* _Verilen görev 1_: Aşağıdaki satırlardan "background" dizesini içerenlerin hepsini göster. Büyük-küçük harf ayrımı gözetilmelidir.

* _Metin bloğu_:
++++

"İçtihat Metni"
MAHKEMESİ : Bursa Bölge Adliye Mahkemesi 2. Hukuk Dairesi
SAYISI : 2022/970 E., 2023/1320 K.
KARAR : İstinaf başvurusunun kısmen kabulü ile yeniden esas hakkında hüküm kurma
İLK DERECE MAHKEMESİ : Osmaneli Asliye Hukuk (Aile) Mahkemesi
SAYISI : 2020/98 E., 2022/4 K.
Taraflar arasındaki karşılıklı olarak açılan boşanma davalarından dolayı yapılan yargılama sonunda İlk Derece Mahkemesince her iki davanın kabulü ile tarafların boşanmalarına ve boşanmanın fer'îlerine karar verilmiştir.
Kararın taraf vekilleri tarafından istinaf edilmesi üzerine, Bölge Adliye Mahkemesince erkeğin başvurusunun esastan reddine ve kadının başvurusunun kısmen kısmen esastan reddi ve kısmen kabulü ile İlk Derece Mahkemesi hükmünün ilgili bölümleri kaldırılarak yeniden esas hakkında hüküm kurulmak suretiyle karar verilmiştir.
Bölge Adliye Mahkemesi kararı taraf vekilleri tarafından temyiz edilmekle; kesinlik, süre, temyiz şartı ve diğer usul eksiklikleri yönünden yapılan ön inceleme sonucunda, temyiz dilekçesinin kabulüne karar verildikten ve Tetkik Hâkimi tarafından hazırlanan rapor dinlendikten sonra dosyadaki belgeler incelenip gereği düşünüldü:
I. DAVA
Davacı-davalı kadın vekili dava ve karşı davaya cevap dilekçesinde özetle; tarafların evlilik birliğinin temelinden sarsılması nedeniyle boşanmalarına, ortak çocuğun velâyetinin anneye verilmesine, çocuk için aylık 500,00 TL tedbir ve iştirak nafakası ile kadın yararına aylık 500,00 TL tedbir ve yoksulluk nafakasına, nafakalara TÜİK'in belirlediği tüketici ve üretici fiyat endeksi ortalaması oranında artış yapılmasına ve dava tarihinden itibaren işleyecek yasal faizi ile birlikte 100.000,00 TL manevî tazminata hükmedilmesini talep ve dava etmiştir.

++++

* _Sağlanan satırlar_:
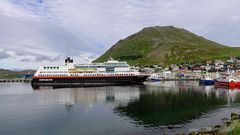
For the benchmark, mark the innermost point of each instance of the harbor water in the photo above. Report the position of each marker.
(167, 107)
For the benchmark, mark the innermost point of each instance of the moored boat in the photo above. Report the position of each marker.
(228, 81)
(206, 81)
(154, 77)
(112, 72)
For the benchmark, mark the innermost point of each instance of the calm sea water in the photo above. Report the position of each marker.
(154, 108)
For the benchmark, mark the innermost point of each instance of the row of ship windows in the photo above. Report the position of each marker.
(50, 67)
(86, 74)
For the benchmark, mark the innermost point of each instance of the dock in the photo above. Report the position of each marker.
(15, 80)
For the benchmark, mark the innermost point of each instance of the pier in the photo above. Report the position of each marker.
(15, 80)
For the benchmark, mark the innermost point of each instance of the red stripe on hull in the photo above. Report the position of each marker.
(55, 77)
(229, 84)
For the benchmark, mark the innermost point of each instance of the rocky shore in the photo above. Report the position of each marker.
(230, 126)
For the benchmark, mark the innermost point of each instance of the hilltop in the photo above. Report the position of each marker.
(167, 45)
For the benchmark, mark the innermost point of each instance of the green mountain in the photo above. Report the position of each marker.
(167, 45)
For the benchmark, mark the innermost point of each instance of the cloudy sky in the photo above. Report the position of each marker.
(41, 32)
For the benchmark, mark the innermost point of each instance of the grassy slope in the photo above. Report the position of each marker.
(167, 45)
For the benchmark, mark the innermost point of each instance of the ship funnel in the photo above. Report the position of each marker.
(68, 60)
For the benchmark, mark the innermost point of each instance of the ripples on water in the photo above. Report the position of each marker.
(154, 108)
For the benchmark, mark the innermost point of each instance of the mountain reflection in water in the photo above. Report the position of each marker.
(177, 104)
(154, 108)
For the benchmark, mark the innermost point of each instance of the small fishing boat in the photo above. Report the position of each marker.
(229, 81)
(154, 77)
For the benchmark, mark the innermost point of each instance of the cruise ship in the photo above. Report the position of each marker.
(112, 72)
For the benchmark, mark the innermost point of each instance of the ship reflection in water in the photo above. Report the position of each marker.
(154, 108)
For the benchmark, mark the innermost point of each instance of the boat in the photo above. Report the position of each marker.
(228, 81)
(112, 72)
(206, 80)
(154, 77)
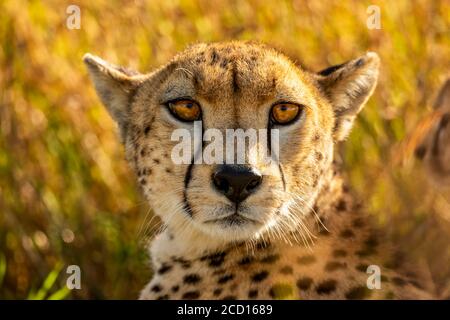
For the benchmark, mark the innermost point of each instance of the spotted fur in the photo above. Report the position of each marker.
(309, 238)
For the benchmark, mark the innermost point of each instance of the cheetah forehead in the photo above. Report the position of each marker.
(231, 70)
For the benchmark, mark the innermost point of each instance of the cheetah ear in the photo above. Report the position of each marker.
(348, 86)
(114, 85)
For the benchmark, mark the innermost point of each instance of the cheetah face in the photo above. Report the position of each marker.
(233, 86)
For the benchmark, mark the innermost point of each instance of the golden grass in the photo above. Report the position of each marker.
(66, 194)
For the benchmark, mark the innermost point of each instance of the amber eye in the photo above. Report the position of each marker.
(185, 110)
(284, 113)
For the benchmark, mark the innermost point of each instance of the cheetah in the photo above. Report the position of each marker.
(289, 229)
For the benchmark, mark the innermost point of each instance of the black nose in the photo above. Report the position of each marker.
(236, 182)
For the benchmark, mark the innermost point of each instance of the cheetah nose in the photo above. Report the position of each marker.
(236, 182)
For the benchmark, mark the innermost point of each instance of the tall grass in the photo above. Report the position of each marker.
(66, 194)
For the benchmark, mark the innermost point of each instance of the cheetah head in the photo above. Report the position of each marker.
(234, 85)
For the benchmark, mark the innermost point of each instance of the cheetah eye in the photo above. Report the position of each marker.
(185, 110)
(285, 113)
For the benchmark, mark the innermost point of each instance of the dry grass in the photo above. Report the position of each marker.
(66, 194)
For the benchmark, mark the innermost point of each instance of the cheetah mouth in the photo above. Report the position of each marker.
(234, 219)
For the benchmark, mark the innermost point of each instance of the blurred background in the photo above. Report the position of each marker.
(67, 196)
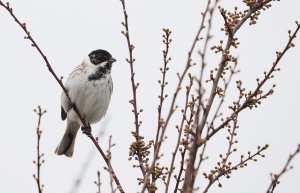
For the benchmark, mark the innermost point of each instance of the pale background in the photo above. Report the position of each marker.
(68, 30)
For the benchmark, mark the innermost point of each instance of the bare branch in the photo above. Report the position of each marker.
(39, 161)
(275, 177)
(86, 125)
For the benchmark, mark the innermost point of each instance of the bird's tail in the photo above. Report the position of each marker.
(66, 146)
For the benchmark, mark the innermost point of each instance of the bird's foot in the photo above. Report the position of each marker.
(86, 130)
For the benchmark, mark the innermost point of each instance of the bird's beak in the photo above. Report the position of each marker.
(112, 60)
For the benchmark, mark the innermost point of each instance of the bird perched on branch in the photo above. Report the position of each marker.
(90, 87)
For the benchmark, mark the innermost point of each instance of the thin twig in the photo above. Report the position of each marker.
(39, 161)
(259, 86)
(189, 121)
(98, 183)
(177, 90)
(190, 171)
(286, 168)
(227, 169)
(134, 86)
(86, 125)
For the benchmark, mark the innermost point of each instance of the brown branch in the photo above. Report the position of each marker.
(98, 183)
(203, 61)
(39, 161)
(134, 86)
(260, 84)
(160, 122)
(86, 125)
(172, 106)
(190, 172)
(109, 169)
(180, 129)
(180, 170)
(286, 168)
(225, 170)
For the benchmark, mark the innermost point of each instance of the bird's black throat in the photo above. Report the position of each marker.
(101, 72)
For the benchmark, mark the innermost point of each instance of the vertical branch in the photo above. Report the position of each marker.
(202, 53)
(134, 86)
(39, 161)
(231, 29)
(172, 106)
(109, 169)
(189, 120)
(160, 122)
(286, 168)
(86, 125)
(98, 183)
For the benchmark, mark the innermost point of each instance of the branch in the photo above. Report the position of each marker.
(86, 125)
(134, 86)
(231, 41)
(226, 169)
(249, 101)
(172, 106)
(286, 168)
(98, 183)
(39, 161)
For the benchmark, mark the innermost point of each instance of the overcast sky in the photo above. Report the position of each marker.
(68, 30)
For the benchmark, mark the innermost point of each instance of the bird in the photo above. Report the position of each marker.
(89, 87)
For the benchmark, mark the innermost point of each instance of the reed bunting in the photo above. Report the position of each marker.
(90, 87)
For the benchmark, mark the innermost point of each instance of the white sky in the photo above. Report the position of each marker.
(68, 30)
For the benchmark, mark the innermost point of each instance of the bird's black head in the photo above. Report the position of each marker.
(100, 56)
(103, 62)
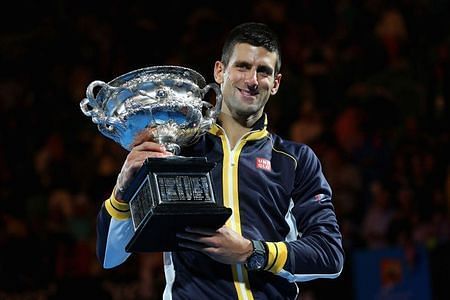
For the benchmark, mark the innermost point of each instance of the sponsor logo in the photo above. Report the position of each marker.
(262, 163)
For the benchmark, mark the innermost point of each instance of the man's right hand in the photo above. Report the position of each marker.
(133, 163)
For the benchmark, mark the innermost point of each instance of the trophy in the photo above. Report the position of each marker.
(167, 194)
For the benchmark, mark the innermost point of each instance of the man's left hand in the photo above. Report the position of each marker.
(223, 245)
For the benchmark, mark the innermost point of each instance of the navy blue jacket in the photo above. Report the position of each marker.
(278, 194)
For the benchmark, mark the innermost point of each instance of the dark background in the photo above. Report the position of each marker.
(365, 84)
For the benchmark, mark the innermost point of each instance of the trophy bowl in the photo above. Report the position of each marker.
(165, 102)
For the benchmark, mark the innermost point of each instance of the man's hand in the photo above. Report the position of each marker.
(134, 161)
(223, 245)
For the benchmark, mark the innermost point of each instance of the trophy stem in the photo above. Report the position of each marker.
(172, 147)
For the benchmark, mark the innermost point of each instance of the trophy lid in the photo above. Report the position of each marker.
(160, 72)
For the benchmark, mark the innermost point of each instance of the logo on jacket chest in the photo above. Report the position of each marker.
(264, 164)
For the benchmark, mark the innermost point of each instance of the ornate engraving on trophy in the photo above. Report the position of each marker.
(163, 104)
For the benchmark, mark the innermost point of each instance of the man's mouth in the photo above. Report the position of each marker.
(248, 93)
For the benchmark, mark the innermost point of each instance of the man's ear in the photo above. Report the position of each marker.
(219, 68)
(276, 84)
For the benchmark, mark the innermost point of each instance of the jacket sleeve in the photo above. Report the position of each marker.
(315, 251)
(114, 231)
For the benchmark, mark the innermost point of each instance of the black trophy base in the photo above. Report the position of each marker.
(158, 232)
(168, 195)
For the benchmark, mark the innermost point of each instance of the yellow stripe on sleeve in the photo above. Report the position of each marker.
(117, 210)
(277, 256)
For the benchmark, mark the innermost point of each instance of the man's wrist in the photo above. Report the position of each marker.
(119, 192)
(257, 260)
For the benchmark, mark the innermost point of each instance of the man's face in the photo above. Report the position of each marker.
(247, 81)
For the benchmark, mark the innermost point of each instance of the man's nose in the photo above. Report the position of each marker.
(251, 79)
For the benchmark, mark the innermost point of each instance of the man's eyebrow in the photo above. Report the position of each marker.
(262, 68)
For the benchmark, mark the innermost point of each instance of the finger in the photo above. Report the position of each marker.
(201, 230)
(197, 246)
(150, 146)
(204, 240)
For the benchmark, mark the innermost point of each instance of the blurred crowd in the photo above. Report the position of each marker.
(365, 83)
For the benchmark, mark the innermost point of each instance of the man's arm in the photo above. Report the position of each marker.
(114, 225)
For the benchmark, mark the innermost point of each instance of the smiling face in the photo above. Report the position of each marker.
(247, 81)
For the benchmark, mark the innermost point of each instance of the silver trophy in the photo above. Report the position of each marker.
(163, 104)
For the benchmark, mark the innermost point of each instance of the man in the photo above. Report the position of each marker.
(283, 228)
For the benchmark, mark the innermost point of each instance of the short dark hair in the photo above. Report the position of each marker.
(255, 34)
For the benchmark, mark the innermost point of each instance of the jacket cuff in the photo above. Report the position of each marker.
(277, 256)
(118, 210)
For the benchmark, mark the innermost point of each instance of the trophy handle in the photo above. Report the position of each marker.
(111, 127)
(212, 112)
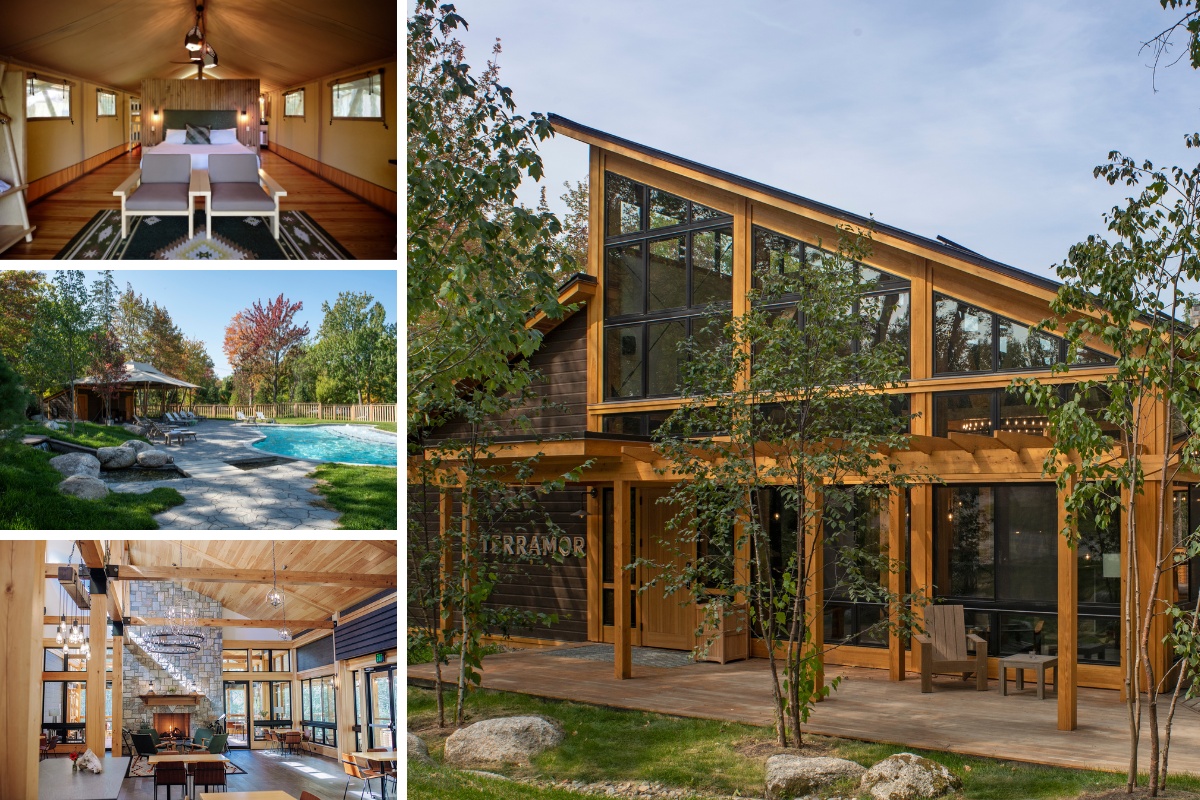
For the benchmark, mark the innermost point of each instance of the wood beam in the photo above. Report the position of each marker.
(1066, 680)
(22, 594)
(623, 651)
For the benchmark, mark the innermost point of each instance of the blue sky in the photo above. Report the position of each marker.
(977, 121)
(202, 302)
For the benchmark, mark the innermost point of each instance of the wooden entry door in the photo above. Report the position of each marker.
(665, 621)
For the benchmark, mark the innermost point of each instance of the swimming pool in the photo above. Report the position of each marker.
(348, 444)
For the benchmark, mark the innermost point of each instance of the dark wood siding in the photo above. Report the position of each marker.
(562, 361)
(372, 632)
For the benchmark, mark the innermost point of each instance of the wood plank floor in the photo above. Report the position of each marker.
(867, 707)
(366, 232)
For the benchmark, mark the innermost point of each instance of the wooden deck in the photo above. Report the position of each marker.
(867, 707)
(366, 232)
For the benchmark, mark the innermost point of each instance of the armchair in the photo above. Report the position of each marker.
(162, 186)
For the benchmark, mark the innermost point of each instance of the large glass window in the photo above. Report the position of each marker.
(319, 710)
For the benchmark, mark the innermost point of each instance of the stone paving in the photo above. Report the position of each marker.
(220, 497)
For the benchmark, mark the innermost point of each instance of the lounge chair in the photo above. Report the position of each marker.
(943, 648)
(240, 188)
(163, 186)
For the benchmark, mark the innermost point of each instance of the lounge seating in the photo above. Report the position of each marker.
(161, 187)
(943, 648)
(239, 188)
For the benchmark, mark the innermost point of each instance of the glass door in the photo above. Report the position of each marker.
(382, 708)
(238, 713)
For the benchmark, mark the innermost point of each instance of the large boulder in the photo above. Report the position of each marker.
(117, 457)
(154, 458)
(789, 776)
(77, 464)
(84, 487)
(418, 753)
(907, 776)
(504, 740)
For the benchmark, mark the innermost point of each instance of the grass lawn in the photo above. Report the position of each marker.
(312, 420)
(87, 433)
(30, 500)
(366, 495)
(703, 756)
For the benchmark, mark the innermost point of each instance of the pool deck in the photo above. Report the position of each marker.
(220, 497)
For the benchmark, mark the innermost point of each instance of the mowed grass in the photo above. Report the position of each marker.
(30, 500)
(366, 495)
(702, 756)
(87, 433)
(312, 420)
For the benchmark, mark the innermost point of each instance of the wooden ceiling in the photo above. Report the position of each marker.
(123, 42)
(250, 600)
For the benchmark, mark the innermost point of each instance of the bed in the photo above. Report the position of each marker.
(177, 119)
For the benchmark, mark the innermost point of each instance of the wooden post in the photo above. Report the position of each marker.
(22, 594)
(895, 581)
(1066, 679)
(94, 732)
(622, 651)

++++

* _Verilen görev 2_: Yukarıdaki içtihat metnine göre kadın vekili ne kadar manevî tazminat talep etmiştir?

* _Görev çıktısı 1_:
For the benchmark, mark the innermost point of each instance of the blurred background in the photo above. Report the position of each marker.
For the benchmark, mark the innermost point of each instance of the pale background in the photo above. Report the position of each marker.
For the benchmark, mark the innermost point of each instance of the dark background in the photo above. Report the position of each marker.

* _Görev çıktısı 2_: Dava tarihinden itibaren işleyecek yasal faiziyle birlikte 100.000,00 TL.